Print all the data, keeping every line exactly as it is.

|---|

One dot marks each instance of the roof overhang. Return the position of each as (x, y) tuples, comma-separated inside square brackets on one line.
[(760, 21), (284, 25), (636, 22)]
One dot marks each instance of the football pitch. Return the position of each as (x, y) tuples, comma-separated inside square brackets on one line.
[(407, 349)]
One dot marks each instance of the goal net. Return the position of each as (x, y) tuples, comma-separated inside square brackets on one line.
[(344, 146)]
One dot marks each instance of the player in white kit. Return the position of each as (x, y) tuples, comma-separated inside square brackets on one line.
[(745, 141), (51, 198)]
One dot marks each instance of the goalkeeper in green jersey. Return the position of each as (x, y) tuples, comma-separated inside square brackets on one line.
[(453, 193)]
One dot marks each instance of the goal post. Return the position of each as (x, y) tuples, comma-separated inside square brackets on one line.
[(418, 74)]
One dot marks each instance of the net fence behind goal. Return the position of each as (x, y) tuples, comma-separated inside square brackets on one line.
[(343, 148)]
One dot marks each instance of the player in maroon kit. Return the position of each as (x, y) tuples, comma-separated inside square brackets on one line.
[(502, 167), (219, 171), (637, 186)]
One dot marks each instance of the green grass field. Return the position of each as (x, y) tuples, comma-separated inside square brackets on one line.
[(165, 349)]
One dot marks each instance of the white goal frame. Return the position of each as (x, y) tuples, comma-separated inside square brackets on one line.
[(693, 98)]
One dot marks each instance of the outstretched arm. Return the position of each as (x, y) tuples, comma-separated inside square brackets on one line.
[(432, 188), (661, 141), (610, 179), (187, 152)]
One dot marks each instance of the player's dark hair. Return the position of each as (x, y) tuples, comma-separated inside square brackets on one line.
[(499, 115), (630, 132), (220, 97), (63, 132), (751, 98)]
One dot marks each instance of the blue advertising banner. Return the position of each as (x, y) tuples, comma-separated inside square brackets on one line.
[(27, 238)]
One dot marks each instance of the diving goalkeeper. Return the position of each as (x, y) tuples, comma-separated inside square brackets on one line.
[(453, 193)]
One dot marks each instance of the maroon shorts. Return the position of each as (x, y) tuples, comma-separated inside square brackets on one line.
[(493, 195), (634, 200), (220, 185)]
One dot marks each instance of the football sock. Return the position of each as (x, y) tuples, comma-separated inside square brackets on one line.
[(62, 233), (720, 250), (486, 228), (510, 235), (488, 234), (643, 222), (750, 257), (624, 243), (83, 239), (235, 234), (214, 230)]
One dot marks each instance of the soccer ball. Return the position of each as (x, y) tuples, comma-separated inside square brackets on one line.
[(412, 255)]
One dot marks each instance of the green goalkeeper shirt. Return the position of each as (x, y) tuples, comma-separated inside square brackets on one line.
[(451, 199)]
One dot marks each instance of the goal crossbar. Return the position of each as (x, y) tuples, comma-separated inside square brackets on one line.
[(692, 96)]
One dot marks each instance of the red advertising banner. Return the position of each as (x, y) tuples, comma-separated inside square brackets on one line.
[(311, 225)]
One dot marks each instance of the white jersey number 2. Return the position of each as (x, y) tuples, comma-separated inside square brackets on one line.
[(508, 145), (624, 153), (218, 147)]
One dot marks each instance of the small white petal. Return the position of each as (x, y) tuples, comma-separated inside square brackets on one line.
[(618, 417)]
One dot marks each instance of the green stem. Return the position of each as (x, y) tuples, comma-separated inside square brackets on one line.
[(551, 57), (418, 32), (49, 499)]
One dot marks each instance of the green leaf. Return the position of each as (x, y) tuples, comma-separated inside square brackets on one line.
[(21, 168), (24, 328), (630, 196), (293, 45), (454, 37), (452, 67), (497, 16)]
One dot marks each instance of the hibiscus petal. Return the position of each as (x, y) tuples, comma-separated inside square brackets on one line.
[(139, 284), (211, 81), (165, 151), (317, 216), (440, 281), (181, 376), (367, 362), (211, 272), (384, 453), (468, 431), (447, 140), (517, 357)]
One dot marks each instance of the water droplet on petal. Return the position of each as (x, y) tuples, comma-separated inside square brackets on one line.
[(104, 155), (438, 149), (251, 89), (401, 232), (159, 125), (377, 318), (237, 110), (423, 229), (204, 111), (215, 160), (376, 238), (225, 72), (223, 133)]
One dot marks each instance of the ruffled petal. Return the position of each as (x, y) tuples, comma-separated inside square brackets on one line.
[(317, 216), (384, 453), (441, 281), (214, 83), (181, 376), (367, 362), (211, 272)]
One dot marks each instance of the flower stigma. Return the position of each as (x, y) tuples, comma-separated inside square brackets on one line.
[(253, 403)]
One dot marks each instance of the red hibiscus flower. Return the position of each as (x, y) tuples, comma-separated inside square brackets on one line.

|---|

▶ PROBLEM SOLUTION
One dot marks each instance of the roof overhang. Return the position of each as (x, y) tuples, comma-separated inside square brackets on one line.
[(760, 21), (284, 25), (636, 22)]
One dot marks each instance of the football pitch. Return the position of each as (x, y) tuples, comma-separated inside square brackets on one line.
[(407, 349)]
One dot marks each instance of the goal net. Return the position of each as (x, y) tuples, comma-separated inside square brackets on one line.
[(344, 146)]
One dot marks each instance of the player in white kit. Return the position of each as (x, y) tuples, comma-separated inside square brackets on one line.
[(745, 141), (51, 198)]
One dot marks each instance of the goalkeeper in green jersey. Return the position of each as (x, y) tuples, comma-separated inside square brackets on one line.
[(453, 193)]
One dot marks each instance of the goal post. Return the position of each as (x, y) tuples, comma-separated inside square brackets on one line.
[(418, 74)]
One dot marks each instance of the net fence behind goal. Return the position of each as (x, y) tuples, comma-separated inside square brackets on one line.
[(343, 148)]
One dot marks each instance of the player in maroon kit. Return the position of each as (x, y) tuples, comma-separated inside square brackets on one line.
[(502, 167), (219, 171), (637, 186)]
One dot marks each instance of the green grass field. Return the position of each as (x, y) tuples, comma-separated inside square brackets on one line.
[(165, 349)]
One dot marks each instance of the white goal frame. Return the position of each as (x, y) tuples, comma-separated inside square brackets on one line.
[(693, 98)]
One dot marks each instance of the outstretched arm. Return the position of each as (x, y) tuples, comma-separated inside square brackets on one line.
[(432, 188), (661, 141), (610, 179), (187, 152)]
One dot marks each instance of the player's dark hair. Return the position of each as (x, y) tuples, comma-separated inside square brackets on one line.
[(499, 115), (630, 132), (220, 97), (63, 132), (751, 98)]
One dot marks each instance of the blue advertising banner. Return the position of each as (x, y) tuples, comma-separated inside square brackets on one line.
[(27, 238)]
One dot marks each instance of the diving goalkeeper. Return the position of each as (x, y) tuples, comma-separated inside square brackets on one line.
[(453, 193)]
One dot marks each instance of the maroon shorts. Return the position of each as (x, y) tuples, comma-separated inside square brackets on one line.
[(493, 195), (634, 200), (220, 185)]
One dot marks each instance of the football sock. Return the position of each as (x, y) tuples, comma-separated inside square brackets on one line.
[(62, 233), (720, 250), (486, 228), (510, 235), (488, 234), (643, 222), (750, 257), (624, 243), (83, 239), (235, 234), (214, 230)]
One dot marks each instance of the soccer ball. Return the position of each as (x, y) tuples, comma-separated inside square brackets on one line.
[(412, 255)]
One dot marks each instance of the green goalkeeper shirt. Return the position of each as (x, y) tuples, comma-separated inside square brackets on one line.
[(451, 199)]
One dot marks each instance of the goal crossbar. Return the position of each as (x, y) tuples, comma-separated inside square brackets on one line.
[(692, 96)]
One dot marks each instance of the red advertising banner. Return the position of each as (x, y) tuples, comma-separated inside square brackets on one line.
[(311, 225)]
One dot marks each instance of the white jersey number 2. Return the position of each as (x, y) tuples, comma-separated inside square brackets on one line.
[(508, 145), (624, 153), (218, 147)]
One dot marks each instance of the small white petal. Return the position of each as (x, y) tuples, comma-separated inside square brackets on one line.
[(618, 417)]
One dot marks each instance of the green stem. Return the position of each as (x, y) tuples, comma-separated inside square brackets on one line.
[(551, 57), (418, 32), (49, 499)]
One dot marks each instance of the green leaf. Return the position of each as (x, y) tuples, comma-separated inside square brackets on one line.
[(21, 168), (24, 328), (630, 196), (293, 45), (454, 37), (452, 67), (497, 16)]
One dot marks each instance of the hibiscus petal. Return the position of each as (x, y) tuples, comma-separated inside square brackets on one line.
[(139, 284), (211, 81), (165, 151), (317, 216), (440, 281), (181, 376), (367, 362), (211, 272), (384, 453), (468, 431), (447, 140), (517, 357)]
One dot marks each instance of the water droplet on petal. Return the position of each as (x, y) tuples, comma-separated inside square brackets on one line.
[(104, 155), (438, 149), (251, 89), (401, 232), (159, 125), (377, 318), (237, 110), (423, 229), (204, 111), (215, 160), (376, 238), (225, 72), (223, 133)]
One dot marks each instance of the ruffled petal. Return the position of each as (x, y) tuples, comma-separated inside square brackets on one line.
[(317, 216), (384, 453), (441, 281), (214, 83), (181, 376), (367, 362), (211, 272)]
One dot marks each instance of the flower stigma. Return the position of each as (x, y) tuples, comma-separated inside square brackets on one line.
[(253, 403)]
One dot marks each instance of the red hibiscus flower. Return the position of each as (x, y) tuples, comma-separated inside square brackets on one line.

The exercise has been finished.